■ DIRECTIONS FOR THIS TASK ■
Lines before the one with "Look at the photo above. For every instance of the rubbish" are left out; return that line and all that follow it, exactly, through the end of the data.

■ SUPPLIED DATA ■
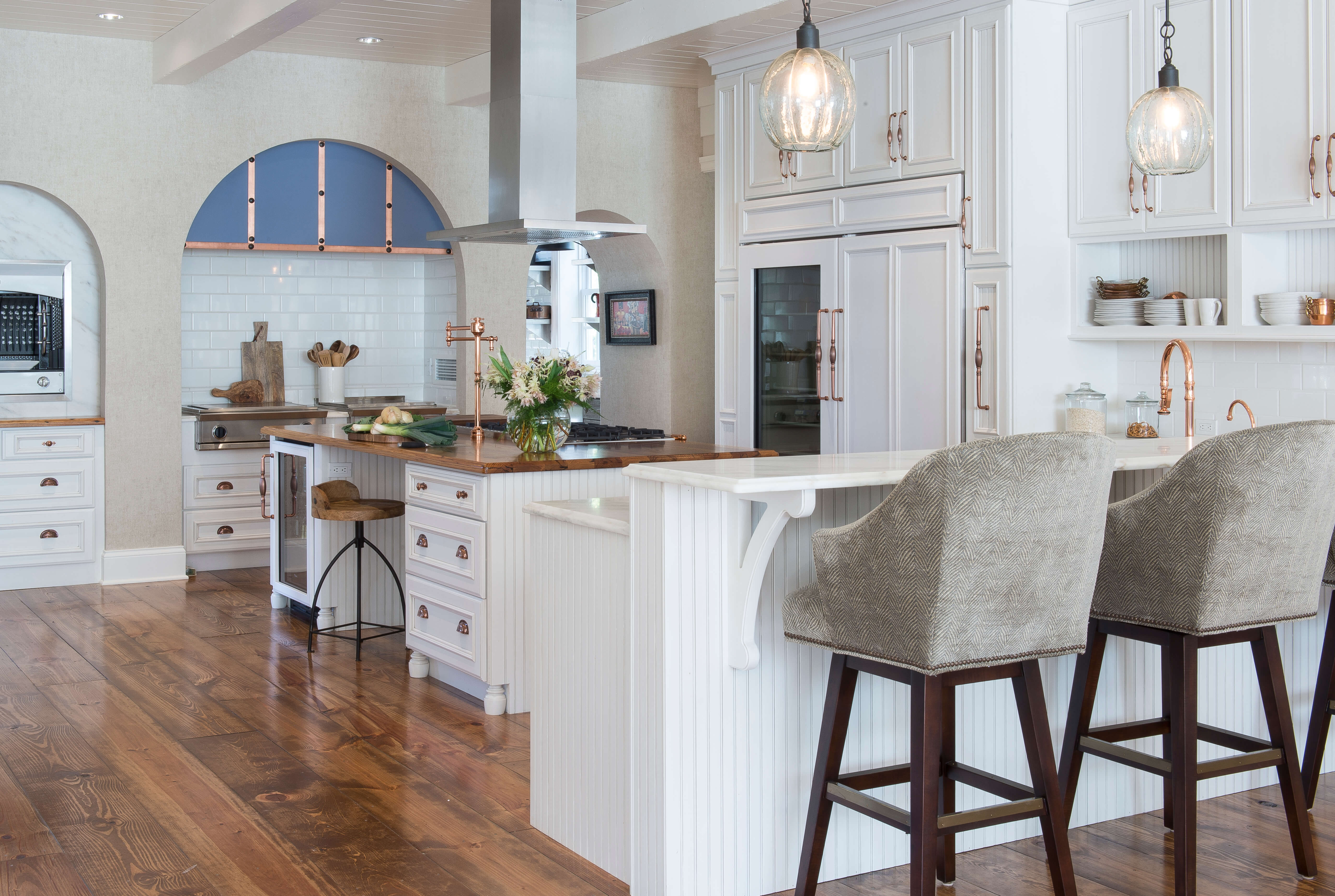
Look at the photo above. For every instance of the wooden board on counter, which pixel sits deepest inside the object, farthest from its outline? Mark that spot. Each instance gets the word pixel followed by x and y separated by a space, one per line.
pixel 53 421
pixel 497 455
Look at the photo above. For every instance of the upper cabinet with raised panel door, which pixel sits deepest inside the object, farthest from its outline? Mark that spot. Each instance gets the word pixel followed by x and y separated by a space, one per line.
pixel 1114 55
pixel 1282 125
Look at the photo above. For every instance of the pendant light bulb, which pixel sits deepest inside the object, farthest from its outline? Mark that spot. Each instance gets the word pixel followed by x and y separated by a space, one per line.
pixel 1170 129
pixel 807 97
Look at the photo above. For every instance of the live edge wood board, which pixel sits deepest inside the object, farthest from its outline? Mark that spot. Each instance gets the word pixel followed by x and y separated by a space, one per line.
pixel 496 455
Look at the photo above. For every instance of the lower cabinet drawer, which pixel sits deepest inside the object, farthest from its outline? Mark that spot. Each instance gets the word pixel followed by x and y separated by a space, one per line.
pixel 448 549
pixel 450 620
pixel 226 529
pixel 47 537
pixel 226 485
pixel 58 484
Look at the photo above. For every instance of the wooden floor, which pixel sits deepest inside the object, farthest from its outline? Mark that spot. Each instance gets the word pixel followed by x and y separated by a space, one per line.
pixel 177 740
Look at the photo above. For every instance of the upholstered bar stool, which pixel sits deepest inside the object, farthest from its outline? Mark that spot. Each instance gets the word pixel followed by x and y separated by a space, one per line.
pixel 340 501
pixel 982 561
pixel 1323 695
pixel 1220 551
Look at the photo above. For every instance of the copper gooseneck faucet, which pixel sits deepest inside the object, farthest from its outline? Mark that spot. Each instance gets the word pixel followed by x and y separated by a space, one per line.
pixel 1189 387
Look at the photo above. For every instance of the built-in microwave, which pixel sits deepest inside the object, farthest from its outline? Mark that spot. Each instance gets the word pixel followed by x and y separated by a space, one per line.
pixel 35 330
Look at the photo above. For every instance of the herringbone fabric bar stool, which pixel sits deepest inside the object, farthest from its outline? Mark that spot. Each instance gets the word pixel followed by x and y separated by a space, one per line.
pixel 980 563
pixel 1218 552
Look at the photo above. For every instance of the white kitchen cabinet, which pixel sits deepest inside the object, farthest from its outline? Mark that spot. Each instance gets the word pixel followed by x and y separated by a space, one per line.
pixel 1279 85
pixel 896 342
pixel 987 340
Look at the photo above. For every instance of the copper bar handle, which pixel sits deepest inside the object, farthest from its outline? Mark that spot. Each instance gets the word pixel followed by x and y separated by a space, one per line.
pixel 834 354
pixel 1312 167
pixel 978 357
pixel 820 342
pixel 264 487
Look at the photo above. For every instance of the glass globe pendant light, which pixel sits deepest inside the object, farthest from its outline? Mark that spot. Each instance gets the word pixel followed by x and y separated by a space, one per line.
pixel 1170 130
pixel 807 97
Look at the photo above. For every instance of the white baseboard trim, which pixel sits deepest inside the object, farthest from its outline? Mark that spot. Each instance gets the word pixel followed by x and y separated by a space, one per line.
pixel 143 565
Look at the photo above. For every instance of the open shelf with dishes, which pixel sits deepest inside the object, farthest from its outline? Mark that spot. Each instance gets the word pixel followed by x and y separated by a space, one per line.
pixel 1239 269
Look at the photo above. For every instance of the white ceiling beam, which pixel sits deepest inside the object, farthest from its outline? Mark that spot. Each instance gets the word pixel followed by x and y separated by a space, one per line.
pixel 628 29
pixel 224 31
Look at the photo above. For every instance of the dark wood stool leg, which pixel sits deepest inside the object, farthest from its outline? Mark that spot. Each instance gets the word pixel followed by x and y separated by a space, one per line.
pixel 1274 696
pixel 946 802
pixel 1083 690
pixel 1043 772
pixel 1319 727
pixel 1182 669
pixel 829 755
pixel 924 782
pixel 1166 703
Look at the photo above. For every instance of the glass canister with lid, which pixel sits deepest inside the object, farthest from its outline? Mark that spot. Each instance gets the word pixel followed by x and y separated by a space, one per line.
pixel 1087 411
pixel 1142 412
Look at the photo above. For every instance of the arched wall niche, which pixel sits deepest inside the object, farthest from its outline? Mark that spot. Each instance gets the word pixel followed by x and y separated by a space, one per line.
pixel 39 226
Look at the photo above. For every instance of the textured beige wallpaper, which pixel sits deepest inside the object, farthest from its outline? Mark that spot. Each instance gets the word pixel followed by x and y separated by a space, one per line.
pixel 135 161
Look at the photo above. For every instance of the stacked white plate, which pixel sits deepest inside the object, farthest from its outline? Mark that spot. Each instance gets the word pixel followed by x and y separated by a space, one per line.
pixel 1118 313
pixel 1285 309
pixel 1165 313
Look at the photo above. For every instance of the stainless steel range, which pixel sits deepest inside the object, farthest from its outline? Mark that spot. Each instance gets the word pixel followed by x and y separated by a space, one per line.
pixel 237 427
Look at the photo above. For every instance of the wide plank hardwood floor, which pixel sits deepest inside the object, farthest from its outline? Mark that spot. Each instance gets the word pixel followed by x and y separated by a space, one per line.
pixel 177 740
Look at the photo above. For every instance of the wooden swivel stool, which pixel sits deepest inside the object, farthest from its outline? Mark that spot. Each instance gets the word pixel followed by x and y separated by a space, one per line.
pixel 340 501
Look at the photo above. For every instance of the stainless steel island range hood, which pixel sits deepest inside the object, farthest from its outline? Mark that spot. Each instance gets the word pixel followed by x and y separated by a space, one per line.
pixel 533 131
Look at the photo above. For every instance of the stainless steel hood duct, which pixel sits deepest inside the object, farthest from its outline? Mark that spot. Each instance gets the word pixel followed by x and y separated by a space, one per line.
pixel 533 131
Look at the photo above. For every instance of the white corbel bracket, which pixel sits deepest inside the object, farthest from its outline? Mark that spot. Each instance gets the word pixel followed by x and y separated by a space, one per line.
pixel 745 580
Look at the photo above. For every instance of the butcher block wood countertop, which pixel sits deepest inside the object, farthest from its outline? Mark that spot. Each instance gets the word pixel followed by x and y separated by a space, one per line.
pixel 496 455
pixel 51 421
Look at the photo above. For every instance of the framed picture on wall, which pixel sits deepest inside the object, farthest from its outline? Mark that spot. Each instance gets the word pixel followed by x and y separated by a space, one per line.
pixel 629 318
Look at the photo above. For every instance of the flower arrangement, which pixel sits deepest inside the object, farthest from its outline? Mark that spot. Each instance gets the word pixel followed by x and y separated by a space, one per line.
pixel 539 394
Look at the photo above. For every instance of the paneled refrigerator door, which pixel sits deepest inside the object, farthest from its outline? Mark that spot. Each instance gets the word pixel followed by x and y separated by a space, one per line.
pixel 898 341
pixel 784 322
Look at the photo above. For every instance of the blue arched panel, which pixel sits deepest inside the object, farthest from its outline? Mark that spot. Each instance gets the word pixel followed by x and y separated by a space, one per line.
pixel 288 206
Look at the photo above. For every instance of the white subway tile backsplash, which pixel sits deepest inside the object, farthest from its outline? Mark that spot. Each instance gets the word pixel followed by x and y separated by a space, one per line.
pixel 310 297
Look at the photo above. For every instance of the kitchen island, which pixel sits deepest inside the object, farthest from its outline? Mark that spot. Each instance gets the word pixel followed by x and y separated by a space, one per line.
pixel 716 747
pixel 460 549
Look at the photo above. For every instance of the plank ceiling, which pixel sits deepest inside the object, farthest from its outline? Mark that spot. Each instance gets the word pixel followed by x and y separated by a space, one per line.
pixel 422 33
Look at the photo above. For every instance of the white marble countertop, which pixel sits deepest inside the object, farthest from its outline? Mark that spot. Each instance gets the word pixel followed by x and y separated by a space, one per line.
pixel 768 475
pixel 609 515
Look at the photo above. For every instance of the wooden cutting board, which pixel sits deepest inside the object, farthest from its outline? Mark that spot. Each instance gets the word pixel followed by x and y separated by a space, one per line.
pixel 264 361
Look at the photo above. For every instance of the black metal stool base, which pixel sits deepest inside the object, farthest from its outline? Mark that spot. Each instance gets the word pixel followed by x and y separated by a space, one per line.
pixel 360 541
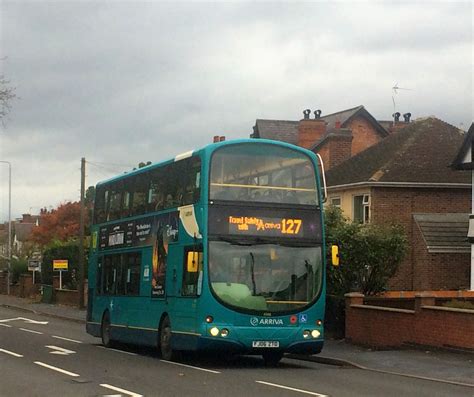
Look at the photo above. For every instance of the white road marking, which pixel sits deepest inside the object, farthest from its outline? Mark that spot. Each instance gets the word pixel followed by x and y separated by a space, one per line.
pixel 63 371
pixel 60 350
pixel 30 330
pixel 69 340
pixel 191 366
pixel 130 393
pixel 312 393
pixel 26 320
pixel 117 350
pixel 11 353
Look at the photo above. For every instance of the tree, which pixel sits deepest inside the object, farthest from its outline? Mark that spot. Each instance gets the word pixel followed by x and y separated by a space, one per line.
pixel 7 94
pixel 60 224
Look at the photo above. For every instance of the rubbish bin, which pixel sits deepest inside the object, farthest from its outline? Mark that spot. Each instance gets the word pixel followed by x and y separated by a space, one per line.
pixel 47 293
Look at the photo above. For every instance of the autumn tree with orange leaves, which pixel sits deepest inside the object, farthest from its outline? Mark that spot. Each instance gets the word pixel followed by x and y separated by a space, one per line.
pixel 60 224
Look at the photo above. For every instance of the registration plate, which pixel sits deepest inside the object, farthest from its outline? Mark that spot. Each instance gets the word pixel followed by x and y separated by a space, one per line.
pixel 265 343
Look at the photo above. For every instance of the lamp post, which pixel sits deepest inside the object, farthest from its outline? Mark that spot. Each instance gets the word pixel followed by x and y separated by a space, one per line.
pixel 9 223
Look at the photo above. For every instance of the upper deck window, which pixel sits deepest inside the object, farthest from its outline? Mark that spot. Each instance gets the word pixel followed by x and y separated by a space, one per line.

■ EXERCISE RESULT ■
Look at the photo above. For every instance of the rubbish bin, which pixel sits deepest inside the object, farthest from its outline? Mark that spot. Each instance gets the word pixel followed by x and y separated by a space, one per line.
pixel 47 293
Look at the photo above. For every instance of the autumn tree with orange leaves, which pixel sits deepest inside the object, farthest from its outline? Mark that spot. Each instance gets the word pixel followed by x and y separated by a space, one per line.
pixel 60 224
Look at the photo above. For every instance of the registration plate, which pixel sits deepest inside the object, farthest from its outline? Mark that spot. Each instance gets the word pixel followed by x and y separated by a space, one per line.
pixel 265 343
Look at the photo above. For every instance of the lamp post, which pixel sits deepest inside the object, farthest from its outline? Mark that spot. Each instance gets the word pixel followed by x and y separated by a space, one per line.
pixel 9 223
Look at the photo above. For every instance of the upper deck window, which pixel sits deepest inside the object, farthest from its outline? Mark that spot. Each instance gets the word pixel followed by x and y separated by a space, one per line.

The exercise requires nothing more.